Assigned task - Nothing in the records should change; write them all out exactly.

Extracted material -
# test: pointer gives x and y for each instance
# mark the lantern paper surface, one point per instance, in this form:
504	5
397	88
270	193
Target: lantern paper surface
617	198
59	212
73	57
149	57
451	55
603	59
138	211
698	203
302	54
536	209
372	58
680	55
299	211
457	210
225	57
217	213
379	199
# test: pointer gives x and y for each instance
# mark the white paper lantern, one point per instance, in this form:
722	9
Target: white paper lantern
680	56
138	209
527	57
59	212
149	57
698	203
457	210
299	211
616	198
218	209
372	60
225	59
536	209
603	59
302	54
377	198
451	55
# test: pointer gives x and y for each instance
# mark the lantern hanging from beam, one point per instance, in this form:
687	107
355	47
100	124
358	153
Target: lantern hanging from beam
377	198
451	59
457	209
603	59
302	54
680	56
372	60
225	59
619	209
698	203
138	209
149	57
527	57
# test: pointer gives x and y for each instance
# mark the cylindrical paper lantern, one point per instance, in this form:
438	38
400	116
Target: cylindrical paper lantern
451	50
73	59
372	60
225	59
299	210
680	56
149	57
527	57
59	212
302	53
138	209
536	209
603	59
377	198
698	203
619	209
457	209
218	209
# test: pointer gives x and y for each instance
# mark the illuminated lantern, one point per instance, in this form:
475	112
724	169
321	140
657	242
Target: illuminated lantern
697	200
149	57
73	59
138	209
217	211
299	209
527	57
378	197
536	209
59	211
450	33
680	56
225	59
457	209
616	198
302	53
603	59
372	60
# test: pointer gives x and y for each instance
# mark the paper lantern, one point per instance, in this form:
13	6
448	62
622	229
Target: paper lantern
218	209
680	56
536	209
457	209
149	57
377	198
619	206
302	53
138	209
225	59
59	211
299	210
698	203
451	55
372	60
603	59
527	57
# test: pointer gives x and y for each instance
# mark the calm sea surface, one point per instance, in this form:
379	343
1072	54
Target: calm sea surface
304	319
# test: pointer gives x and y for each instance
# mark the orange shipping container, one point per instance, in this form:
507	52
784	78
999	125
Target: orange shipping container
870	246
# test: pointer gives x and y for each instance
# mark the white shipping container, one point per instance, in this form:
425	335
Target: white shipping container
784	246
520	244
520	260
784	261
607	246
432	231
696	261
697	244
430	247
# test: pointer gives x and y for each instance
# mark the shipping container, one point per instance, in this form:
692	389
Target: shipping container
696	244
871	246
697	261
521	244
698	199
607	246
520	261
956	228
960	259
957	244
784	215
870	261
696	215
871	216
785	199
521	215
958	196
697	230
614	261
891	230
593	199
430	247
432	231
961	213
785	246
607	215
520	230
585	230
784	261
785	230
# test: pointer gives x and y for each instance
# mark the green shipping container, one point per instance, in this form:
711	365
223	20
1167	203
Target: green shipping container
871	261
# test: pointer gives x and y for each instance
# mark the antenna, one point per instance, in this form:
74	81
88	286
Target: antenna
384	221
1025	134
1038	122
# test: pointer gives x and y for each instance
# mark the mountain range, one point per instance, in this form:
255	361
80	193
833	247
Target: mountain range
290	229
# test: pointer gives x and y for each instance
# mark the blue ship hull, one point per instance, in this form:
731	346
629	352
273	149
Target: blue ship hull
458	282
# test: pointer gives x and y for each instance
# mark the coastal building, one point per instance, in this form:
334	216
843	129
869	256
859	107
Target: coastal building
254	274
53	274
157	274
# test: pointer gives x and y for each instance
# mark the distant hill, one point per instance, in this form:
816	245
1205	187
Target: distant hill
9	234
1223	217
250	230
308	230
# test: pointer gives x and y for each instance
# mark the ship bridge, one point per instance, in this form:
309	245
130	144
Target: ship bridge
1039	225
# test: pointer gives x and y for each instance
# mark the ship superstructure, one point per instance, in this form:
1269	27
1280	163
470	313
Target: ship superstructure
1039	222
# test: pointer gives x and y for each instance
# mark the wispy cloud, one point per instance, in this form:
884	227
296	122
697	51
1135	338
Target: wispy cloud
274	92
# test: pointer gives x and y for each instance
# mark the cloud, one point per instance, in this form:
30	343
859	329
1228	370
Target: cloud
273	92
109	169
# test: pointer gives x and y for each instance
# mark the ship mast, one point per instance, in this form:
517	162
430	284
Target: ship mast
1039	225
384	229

Response -
# test: pointer gives x and y for each instance
# mark the lantern paper surface, one point per instance, in this form:
504	5
397	88
270	193
Target: lantern paper surface
617	198
59	212
73	57
149	57
451	55
603	59
138	211
698	203
302	54
536	209
372	58
680	55
299	211
457	210
225	57
217	213
379	199
# test: pointer gives x and y for each instance
# mark the white paper lantern, one point per instance, in this form:
722	9
Target: white paper lantern
680	56
138	209
527	57
59	212
149	57
698	203
457	210
299	211
616	198
218	209
372	60
225	59
536	209
603	59
302	54
377	198
451	55
# test: pointer gives x and y for each instance
# mark the lantern hanging from beam, one point per instance, in this form:
687	107
355	47
100	124
358	153
Target: lantern hanging from beam
377	198
451	59
457	209
603	59
302	54
680	56
372	60
225	59
619	209
698	203
138	209
149	57
527	57
# test: pointer gives x and y for each instance
# mark the cylindrical paper lantern, one point per instance, in this form:
438	38
400	116
Target: cylindrical paper lantern
451	50
73	59
372	60
225	59
299	210
680	56
149	57
527	57
59	212
302	53
138	209
536	209
603	59
377	198
698	203
619	209
457	209
218	209
# test: pointer gives x and y for each instance
# mark the illuminated lantern, one point per instance, in this form:
475	112
724	169
321	140
657	242
Target: illuminated lantern
697	200
149	57
73	59
138	209
217	211
299	209
527	57
378	197
536	209
59	211
450	33
680	56
225	59
457	209
616	198
302	53
603	59
372	60
# test: pointer gives x and y for each instance
# mark the paper lantern, one point per instance, in this form:
13	6
448	62
622	229
Target: paper lantern
218	209
680	56
536	209
457	209
149	57
377	198
619	206
302	53
138	209
225	59
59	211
299	210
698	203
451	55
372	60
603	59
527	57
# test: pointer gives x and y for each instance
# mark the calm sea surface, one point per instance, in this form:
379	343
1072	54
Target: calm sea surface
304	319
# test: pointer gives x and y for each instance
# mark the orange shipping container, one point per instance, in this form:
507	52
784	78
999	125
Target: orange shipping container
870	246
# test: pointer gives x and y for each instance
# mark the white shipping container, one point per instance, in this form:
425	335
Target: white shipping container
784	246
520	244
520	260
784	261
607	246
432	231
696	261
697	244
430	247
# test: pointer gives x and y for each instance
# mark the shipping container, one point per instance, in this form:
692	389
Target: shipping container
696	244
871	246
697	261
521	244
698	199
607	246
520	261
956	228
960	259
957	244
784	215
870	261
696	215
871	216
785	199
521	215
958	196
697	230
614	261
891	230
593	199
430	247
432	231
961	213
785	246
607	215
520	230
585	230
784	261
785	230
# test: pointer gives x and y for each instance
# mark the green shipping container, one point per instance, in this form:
711	365
223	20
1167	203
Target: green shipping container
871	261
# test: pointer gives x and y for each instance
# mark the antenna, one point per instance, in this form:
74	81
88	286
Target: antenna
384	221
1025	134
1038	122
# test: pointer gives x and y for each instance
# mark the mountain range, one point per instance, in this form:
255	361
80	193
833	247
Target: mountain range
290	229
# test: pointer gives x and y for each instance
# mark the blue ship hull, one point per instance, in this form:
731	346
629	352
273	149
Target: blue ship hull
458	282
# test: pointer gives x and y for each instance
# mark the coastal building, one point per instance, in this form:
334	216
843	129
869	256
859	107
Target: coastal building
254	274
53	274
157	274
# test: pointer gives x and y for each instance
# mark the distant hill, one point per instance, in this form:
816	245
1205	187
Target: distant hill
9	234
1223	217
250	230
308	230
# test: pointer gives x and y for each instance
# mark the ship bridge, one point per instance, in this form:
309	245
130	144
Target: ship bridge
1039	225
# test: pointer gives x and y for each instance
# mark the ship superstructure, one point per instance, in this form:
1269	27
1280	163
470	313
Target: ship superstructure
1039	222
# test: pointer gives x and y for each instance
# mark the wispy cloud, one point per instance, in this form:
884	227
296	122
697	51
1135	338
Target: wispy cloud
274	92
# test: pointer gives x and y for each instance
# mark the cloud, one point per instance, in this form:
30	343
859	329
1228	370
Target: cloud
273	92
109	169
# test: pointer gives x and y for each instance
# mark the ship mast, one point per instance, in this form:
517	162
430	284
Target: ship mast
1039	225
384	229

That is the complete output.